[Raw records]
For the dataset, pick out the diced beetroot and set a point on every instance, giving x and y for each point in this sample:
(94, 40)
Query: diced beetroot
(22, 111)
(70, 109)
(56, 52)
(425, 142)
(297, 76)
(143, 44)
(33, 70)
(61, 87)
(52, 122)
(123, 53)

Exercise aim ▸ Render all the records above as a Markdown table with two columns, Row and Line. Give each line its row number and omit any blank lines.

Solution ▸
| Row | Line |
|---|---|
| 1 | For the dataset, pick out the diced beetroot and set a point on every instance, giving x and y for each point in this sample: |
| 2 | (94, 40) |
| 3 | Query: diced beetroot |
| 4 | (22, 111) |
| 5 | (70, 109) |
| 6 | (56, 52) |
| 7 | (425, 142) |
| 8 | (297, 76) |
| 9 | (143, 44) |
| 10 | (33, 70) |
| 11 | (61, 87) |
| 12 | (52, 122) |
| 13 | (123, 53) |